=== Data shown ===

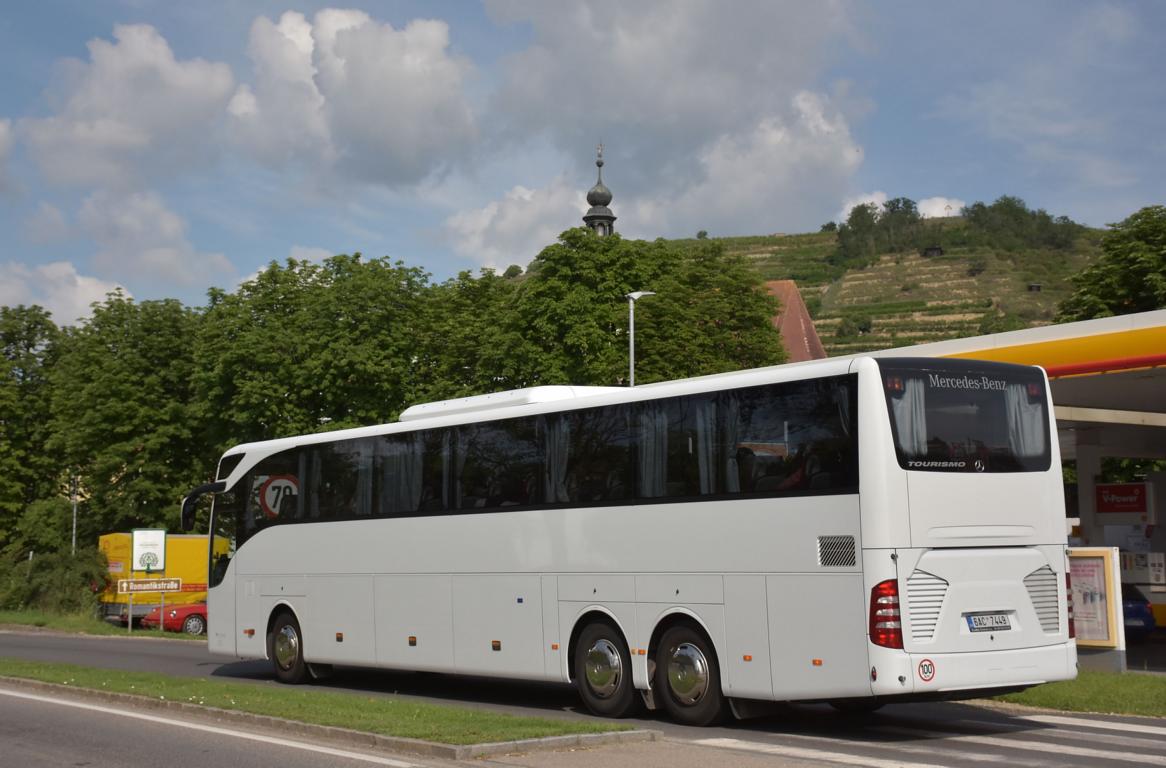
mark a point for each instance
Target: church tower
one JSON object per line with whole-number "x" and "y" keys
{"x": 599, "y": 217}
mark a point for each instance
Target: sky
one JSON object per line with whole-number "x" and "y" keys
{"x": 166, "y": 148}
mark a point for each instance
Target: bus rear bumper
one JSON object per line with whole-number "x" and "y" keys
{"x": 962, "y": 675}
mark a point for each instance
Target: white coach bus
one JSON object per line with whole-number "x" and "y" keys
{"x": 856, "y": 530}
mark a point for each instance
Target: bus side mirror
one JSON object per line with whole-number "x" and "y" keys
{"x": 188, "y": 505}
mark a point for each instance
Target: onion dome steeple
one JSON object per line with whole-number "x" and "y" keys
{"x": 599, "y": 217}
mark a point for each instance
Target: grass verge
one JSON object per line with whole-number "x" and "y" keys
{"x": 386, "y": 716}
{"x": 78, "y": 622}
{"x": 1108, "y": 692}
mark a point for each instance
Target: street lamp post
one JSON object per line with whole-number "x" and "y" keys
{"x": 75, "y": 513}
{"x": 631, "y": 332}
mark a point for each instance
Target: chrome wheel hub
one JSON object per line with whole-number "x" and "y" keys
{"x": 604, "y": 668}
{"x": 688, "y": 674}
{"x": 287, "y": 647}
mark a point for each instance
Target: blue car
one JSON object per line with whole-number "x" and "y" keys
{"x": 1139, "y": 619}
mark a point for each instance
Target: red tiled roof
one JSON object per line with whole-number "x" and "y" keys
{"x": 798, "y": 332}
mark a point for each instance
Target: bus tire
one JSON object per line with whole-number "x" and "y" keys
{"x": 285, "y": 647}
{"x": 603, "y": 671}
{"x": 194, "y": 625}
{"x": 688, "y": 678}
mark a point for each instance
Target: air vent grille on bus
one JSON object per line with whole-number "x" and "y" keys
{"x": 925, "y": 599}
{"x": 1041, "y": 585}
{"x": 836, "y": 551}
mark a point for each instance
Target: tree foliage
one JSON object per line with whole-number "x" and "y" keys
{"x": 1010, "y": 225}
{"x": 28, "y": 470}
{"x": 897, "y": 226}
{"x": 1130, "y": 275}
{"x": 123, "y": 415}
{"x": 306, "y": 346}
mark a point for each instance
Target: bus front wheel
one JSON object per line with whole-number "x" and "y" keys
{"x": 286, "y": 650}
{"x": 603, "y": 671}
{"x": 688, "y": 677}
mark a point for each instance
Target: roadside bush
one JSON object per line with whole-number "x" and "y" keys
{"x": 55, "y": 582}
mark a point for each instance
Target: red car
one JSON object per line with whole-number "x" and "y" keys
{"x": 190, "y": 619}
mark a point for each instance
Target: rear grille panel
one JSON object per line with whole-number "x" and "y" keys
{"x": 925, "y": 600}
{"x": 836, "y": 551}
{"x": 1042, "y": 591}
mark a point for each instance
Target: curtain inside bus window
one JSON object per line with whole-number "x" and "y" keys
{"x": 732, "y": 455}
{"x": 911, "y": 417}
{"x": 557, "y": 435}
{"x": 967, "y": 416}
{"x": 653, "y": 450}
{"x": 362, "y": 455}
{"x": 1026, "y": 421}
{"x": 399, "y": 458}
{"x": 704, "y": 415}
{"x": 601, "y": 462}
{"x": 227, "y": 529}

===

Given request:
Repeat the records above exactly, leaving out the pictures.

Exercise output:
mark a point for each instance
Target: church tower
one JSON object per line with whole-number "x" and "y" keys
{"x": 599, "y": 217}
mark a point for each instance
Target: sky
one JSON object per line with whole-number "x" and "y" keys
{"x": 166, "y": 148}
mark a point for each instance
Target: bus rear bumper
one JSON object per line with whole-number "x" and "y" keys
{"x": 962, "y": 675}
mark a point for each instance
Target: white coach bus
one JSON object per line with whole-number "x" and "y" keys
{"x": 856, "y": 530}
mark a point for each instance
Target: bus side mirror
one JSON object per line with whole-number "x" and "y" keys
{"x": 188, "y": 505}
mark a point for each instance
Target: onion dome steeple
one JSON object per line with whole-number "x" and "y" keys
{"x": 599, "y": 217}
mark a point for each instance
Target: grass verge
one JSON object per line with whole-number "x" and "y" keys
{"x": 386, "y": 716}
{"x": 78, "y": 622}
{"x": 1108, "y": 692}
mark a point for each instance
Target: street lamp post
one JSON object per line with whole-number "x" and "y" keys
{"x": 75, "y": 513}
{"x": 631, "y": 332}
mark a point for each instance
Target: chrome wheel hub
one JSON object per line with whole-number "x" and "y" keys
{"x": 604, "y": 668}
{"x": 688, "y": 674}
{"x": 287, "y": 647}
mark a point for each instance
Target: blue car
one JSON object per line with whole-number "x" and "y" keys
{"x": 1139, "y": 619}
mark a point for each instance
Target: red tiled roof
one JSON object per line with whole-number "x" and "y" keys
{"x": 798, "y": 332}
mark a point for each instance
Target: bus tire
one JSON object per line with whole-number "x" and "y" keys
{"x": 285, "y": 647}
{"x": 603, "y": 671}
{"x": 194, "y": 625}
{"x": 688, "y": 678}
mark a point for each instance
Target: air vent grille on bus
one JSON object per line with whole-number "x" and "y" keys
{"x": 925, "y": 599}
{"x": 1041, "y": 585}
{"x": 836, "y": 551}
mark a point for each instance
Target: tree foliage
one JSON object per line with whole-number "x" and "y" keys
{"x": 1010, "y": 225}
{"x": 28, "y": 470}
{"x": 897, "y": 226}
{"x": 1130, "y": 275}
{"x": 123, "y": 415}
{"x": 306, "y": 346}
mark a point for each instance
Target: bus front wheel
one JSON object per line with whole-number "x" and "y" keys
{"x": 286, "y": 650}
{"x": 603, "y": 671}
{"x": 688, "y": 677}
mark a point for each instance
Target: roadside bush
one JSON object per line with whole-number "x" and "y" keys
{"x": 55, "y": 582}
mark a point for each instance
Target: red car
one JSON object per line with whole-number "x" and "y" keys
{"x": 190, "y": 619}
mark a point for each instance
Target: rear grille panel
one JSON object per line with whole-number "x" and "y" keys
{"x": 925, "y": 600}
{"x": 836, "y": 551}
{"x": 1042, "y": 591}
mark a point for each instance
Target: curtain inside bus window
one JSON object per line with whole-number "x" and "y" keys
{"x": 732, "y": 455}
{"x": 911, "y": 417}
{"x": 557, "y": 435}
{"x": 967, "y": 416}
{"x": 653, "y": 450}
{"x": 362, "y": 455}
{"x": 1026, "y": 421}
{"x": 399, "y": 458}
{"x": 704, "y": 415}
{"x": 601, "y": 462}
{"x": 227, "y": 529}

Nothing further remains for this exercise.